### TEXTE SOURCE ###

Bien entendu ces chiffres officiels sont minorés par les directions des entreprises concernées. Ce sont des chiffres importants, mais rien d’exceptionnels pour la France.
La seule chose vraiment nouvelle, ce sont sept des huit raffineries françaises en grève. Voilà qui est intéressant, tout comme ce dont on ne sait pas à moins d’y être impliqué. Car il y a eu de nombreux débrayages dans les usines. Pas forcément aussi important que chez Williams Saurin à Pouilly-sur-Serre en Picardie, Ysco à Argentan en Normandie, etc. Mais il y a eu du mouvement.
Or, c’est le blackout. Les syndicats n’en parlent pas à part localement et encore, à cela s’ajoute le problème bien entendu de ne pas placer les grévistes dans la situation inconfortables de devenir des cibles des ennemis (y compris intérieurs) du monde du travail.

### BLOC DE DONNÉES ###

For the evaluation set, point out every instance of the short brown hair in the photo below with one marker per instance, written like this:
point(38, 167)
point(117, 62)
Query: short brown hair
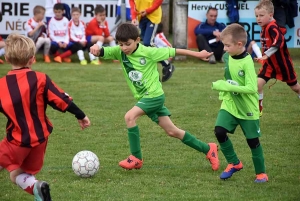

###

◆ EXERCICES ◆
- 1) Relevez tous les noms de lieux cités dans l'extrait sur les grèves, dans l'ordre où ils apparaissent.
- 2) Recopiez le passage de l'extrait sur les grèves qui commence par les mots contenant « La seule chose » et se termine par « monde du travail. ».
- 3) Reprenez l'extrait sur les grèves là où il s'arrête et écrivez la suite.

◆ RÉPONSES ◆
- 1) France, Pouilly-sur-Serre, Picardie, Argentan, Normandie

- 2)
La seule chose vraiment nouvelle, ce sont sept des huit raffineries françaises en grève. Voilà qui est intéressant, tout comme ce dont on ne sait pas à moins d’y être impliqué. Car il y a eu de nombreux débrayages dans les usines. Pas forcément aussi important que chez Williams Saurin à Pouilly-sur-Serre en Picardie, Ysco à Argentan en Normandie, etc. Mais il y a eu du mouvement.
Or, c’est le blackout. Les syndicats n’en parlent pas à part localement et encore, à cela s’ajoute le problème bien entendu de ne pas placer les grévistes dans la situation inconfortables de devenir des cibles des ennemis (y compris intérieurs) du monde du travail.

- 3)
C’est là que tout se joue. Si la classe ouvrière parvient à s’élancer, alors tout changera radicalement. Sans cela, on a un mouvement social tout ce qu’il y a de traditionnel dans notre pays et ce ne sont pas les quelques heurts avec la police menés par des franges anarchistes, surtout à Paris, qui modifient quoi que soit.